▸ Extracted text:
========================
The PTAB held that the claims in Ex parte Quimby, Appeal No. 2016-004681 (June 2, 2017) were directed toward unpatentable subject matter. Of particular interest given the claim language, the Appellant was unsuccessful with arguments that 1) the claims do not disproportionately tie up the use of any underlying idea, 2) the claim provides an improvement in the technological field of mass spectrometry, and, 3) with respect to dependent claim 3, that the claims tied the mathematical formula with technological field of mass spectrometry analyte detection. (citing Research Corporation Technologies Inc. v. Microsoft Corp., 627 F.3d 859 (Fed. Cir. 2010)).
The independent claim is as follows:
(a) obtaining a reference spectrum for the analyte;
(b) identifying a retention time window for the reference spectrum;
(c) extracting a matrix spectrum over the retention time window;
(d) measuring the abundance of each of a plurality of matrix ions in the matrix spectrum to produce a noise value at each matrix ion;
(e) calculating a signal-to-noise value for each of a plurality of analyte ions by dividing the abundance of each analyte ion by the noise value at a corresponding matrix ion;
(f) assigning the target ion as the analyte ion having the highest signal-to-noise value; and
(g) assigning a qualifier ion as the analyte ion with the next highest signal-to-noise value.
In the first step under the Alice framework, the PTAB agreed with the Examiner that claim 1 is directed to an abstract idea because the recited steps amount to nothing more than mere instructions for implementing the idea of selecting a target ion and a plurality of qualifier ions from mass spectra. In citing McRO, Inc. v. Bandai Namco Games Am. Inc., 837 F.3d 1299, the PTAB concludes that the claim does not recite an improvement to a particular computer technology.
In the first step, the Appellant argued that the claims “do not ‘risk disproportionately tying up’ the use of any underlying idea” and the claimed method is “limited to the calibration of a mass spectrometer for detection of a specific analyte.” The PTAB was unpersuaded
“[B]ecause the fact that a claim may not completely preempt an entire underlying idea does not ipso facto render the claim patent-eligible. See Ariosa Diagnostics, Inc. v. Sequenom, Inc., 788 F.3d 1371, 1379 (Fed. Cir. 2015) (“[wjhile preemption may signal patent ineligible subject matter, the absence of complete preemption does not demonstrate patent eligibility.”).”
In the second step under the Alice framework, the PTAB agreed with the Examiner that each step in claim 1 is conventional and does not amount to significantly more than the implementation of the abstract idea of selecting the target and qualifying ions using a mathematical formula.
In the second step, with respect to the Appellant’s argument that “calculating a signal-to-noise value” step of claim 1 provides an improvement in the technological field of mass spectrometry, the PTAB concluded that this argument is conclusory and, without more, insufficient to “‘transform the nature of the claim’ into a patent-eligible application.” Alice, 134 S. Ct. at 2355.
Claim 3 depends from claim 1 and further recites:
wherein step (e) further comprises calculating a signal-to-noise value for each of a plurality of analyte ions by dividing the abundance of the analyte ion by the noise value at a corresponding matrix ion, and multiplying by a square root of the m/z of the analyte ion.
========================
▸ Data for review:

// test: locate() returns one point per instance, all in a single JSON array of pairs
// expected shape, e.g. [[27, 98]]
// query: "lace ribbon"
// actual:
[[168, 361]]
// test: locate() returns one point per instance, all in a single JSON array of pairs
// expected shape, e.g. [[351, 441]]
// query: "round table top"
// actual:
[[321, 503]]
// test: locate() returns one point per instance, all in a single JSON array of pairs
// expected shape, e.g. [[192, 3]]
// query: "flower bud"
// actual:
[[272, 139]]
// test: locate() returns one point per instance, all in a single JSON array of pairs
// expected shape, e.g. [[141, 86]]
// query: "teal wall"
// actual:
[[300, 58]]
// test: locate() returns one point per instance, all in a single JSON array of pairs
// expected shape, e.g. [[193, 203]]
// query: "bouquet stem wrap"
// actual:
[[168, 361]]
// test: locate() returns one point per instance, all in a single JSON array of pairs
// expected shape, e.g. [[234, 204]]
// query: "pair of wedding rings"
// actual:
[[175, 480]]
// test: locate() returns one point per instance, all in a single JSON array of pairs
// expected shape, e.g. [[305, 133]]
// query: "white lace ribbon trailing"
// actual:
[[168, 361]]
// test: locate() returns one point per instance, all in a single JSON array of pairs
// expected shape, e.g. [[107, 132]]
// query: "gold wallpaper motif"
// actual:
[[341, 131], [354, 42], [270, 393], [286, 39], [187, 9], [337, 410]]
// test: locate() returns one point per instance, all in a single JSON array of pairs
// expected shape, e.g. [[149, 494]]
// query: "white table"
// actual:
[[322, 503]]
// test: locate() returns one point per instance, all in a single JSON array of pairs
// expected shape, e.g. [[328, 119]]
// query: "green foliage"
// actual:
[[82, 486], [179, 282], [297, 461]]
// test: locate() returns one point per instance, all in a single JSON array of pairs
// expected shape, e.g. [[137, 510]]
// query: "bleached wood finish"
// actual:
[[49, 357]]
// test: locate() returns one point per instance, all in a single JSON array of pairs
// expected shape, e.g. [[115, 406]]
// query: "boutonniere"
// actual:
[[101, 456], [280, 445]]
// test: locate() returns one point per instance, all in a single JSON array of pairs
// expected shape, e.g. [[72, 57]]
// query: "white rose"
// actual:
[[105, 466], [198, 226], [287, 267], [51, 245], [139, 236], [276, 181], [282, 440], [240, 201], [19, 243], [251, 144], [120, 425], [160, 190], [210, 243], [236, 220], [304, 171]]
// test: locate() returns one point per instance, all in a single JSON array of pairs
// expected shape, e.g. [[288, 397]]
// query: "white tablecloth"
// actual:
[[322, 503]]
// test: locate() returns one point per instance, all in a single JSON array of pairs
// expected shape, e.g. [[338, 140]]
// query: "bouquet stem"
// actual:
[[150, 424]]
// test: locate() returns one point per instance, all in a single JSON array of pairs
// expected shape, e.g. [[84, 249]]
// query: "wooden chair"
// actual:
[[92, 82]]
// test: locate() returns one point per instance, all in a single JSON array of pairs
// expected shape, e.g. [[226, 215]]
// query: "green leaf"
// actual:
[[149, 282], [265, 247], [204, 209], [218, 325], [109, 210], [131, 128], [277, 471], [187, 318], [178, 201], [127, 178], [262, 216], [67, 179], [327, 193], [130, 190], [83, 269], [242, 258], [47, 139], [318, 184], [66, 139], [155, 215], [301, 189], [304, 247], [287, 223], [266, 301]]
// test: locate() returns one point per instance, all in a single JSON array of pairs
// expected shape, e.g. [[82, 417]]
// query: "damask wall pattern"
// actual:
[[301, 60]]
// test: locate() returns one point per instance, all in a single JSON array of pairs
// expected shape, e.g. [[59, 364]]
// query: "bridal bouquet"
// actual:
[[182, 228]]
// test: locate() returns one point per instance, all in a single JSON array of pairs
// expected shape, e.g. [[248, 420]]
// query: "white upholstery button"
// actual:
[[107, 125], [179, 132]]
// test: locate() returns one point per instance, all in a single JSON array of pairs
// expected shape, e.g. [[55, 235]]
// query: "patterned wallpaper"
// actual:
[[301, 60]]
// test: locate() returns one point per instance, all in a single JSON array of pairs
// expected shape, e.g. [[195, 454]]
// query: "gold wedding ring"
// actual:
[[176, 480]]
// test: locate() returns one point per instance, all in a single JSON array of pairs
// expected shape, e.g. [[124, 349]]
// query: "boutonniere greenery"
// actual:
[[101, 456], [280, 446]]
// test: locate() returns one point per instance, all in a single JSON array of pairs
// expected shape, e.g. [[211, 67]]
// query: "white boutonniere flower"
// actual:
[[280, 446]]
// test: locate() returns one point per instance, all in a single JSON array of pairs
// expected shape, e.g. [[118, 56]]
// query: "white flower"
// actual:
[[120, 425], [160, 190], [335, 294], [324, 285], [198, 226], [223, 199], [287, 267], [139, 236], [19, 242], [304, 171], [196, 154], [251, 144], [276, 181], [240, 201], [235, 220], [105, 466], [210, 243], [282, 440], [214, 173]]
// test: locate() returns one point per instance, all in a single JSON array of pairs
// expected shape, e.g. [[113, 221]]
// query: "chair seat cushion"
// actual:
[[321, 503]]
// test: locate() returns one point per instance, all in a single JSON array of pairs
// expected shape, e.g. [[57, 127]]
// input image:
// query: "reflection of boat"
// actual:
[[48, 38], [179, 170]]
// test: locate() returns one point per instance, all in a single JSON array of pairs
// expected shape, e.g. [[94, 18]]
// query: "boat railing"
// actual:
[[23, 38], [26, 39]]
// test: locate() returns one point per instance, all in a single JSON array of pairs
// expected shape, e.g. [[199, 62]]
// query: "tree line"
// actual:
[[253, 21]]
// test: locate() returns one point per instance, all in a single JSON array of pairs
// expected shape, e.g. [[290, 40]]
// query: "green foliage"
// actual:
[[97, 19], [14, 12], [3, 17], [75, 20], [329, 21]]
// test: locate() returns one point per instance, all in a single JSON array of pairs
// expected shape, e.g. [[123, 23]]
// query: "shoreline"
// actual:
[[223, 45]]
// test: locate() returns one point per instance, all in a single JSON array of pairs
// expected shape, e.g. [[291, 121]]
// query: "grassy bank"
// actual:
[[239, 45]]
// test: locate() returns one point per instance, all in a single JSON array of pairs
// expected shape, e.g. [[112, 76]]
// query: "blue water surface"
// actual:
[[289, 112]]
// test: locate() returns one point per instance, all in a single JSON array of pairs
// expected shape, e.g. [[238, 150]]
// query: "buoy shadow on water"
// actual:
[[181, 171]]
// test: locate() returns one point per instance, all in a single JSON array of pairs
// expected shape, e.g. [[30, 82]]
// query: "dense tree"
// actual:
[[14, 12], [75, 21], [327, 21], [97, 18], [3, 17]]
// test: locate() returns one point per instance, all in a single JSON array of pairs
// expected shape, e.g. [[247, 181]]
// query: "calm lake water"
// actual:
========================
▸ Explore the material:
[a] In the write-up on Ex parte Quimby, why did the PTAB reject the Appellant's argument that the claims do not "risk disproportionately tying up" the use of any underlying idea?
[b] Reproduce word for word the stretch of the write-up on Ex parte Quimby from "The PTAB held" through "(Fed. Cir. 2010)).".

▸ Results:
[a] The PTAB held that a claim that does not completely preempt an entire underlying idea is not, for that reason alone, patent-eligible. It relied on Ariosa Diagnostics, Inc. v. Sequenom, Inc., which holds that preemption may signal ineligible subject matter but the absence of complete preemption does not demonstrate patent eligibility.

[b]
The PTAB held that the claims in Ex parte Quimby, Appeal No. 2016-004681 (June 2, 2017) were directed toward unpatentable subject matter. Of particular interest given the claim language, the Appellant was unsuccessful with arguments that 1) the claims do not disproportionately tie up the use of any underlying idea, 2) the claim provides an improvement in the technological field of mass spectrometry, and, 3) with respect to dependent claim 3, that the claims tied the mathematical formula with technological field of mass spectrometry analyte detection. (citing Research Corporation Technologies Inc. v. Microsoft Corp., 627 F.3d 859 (Fed. Cir. 2010)).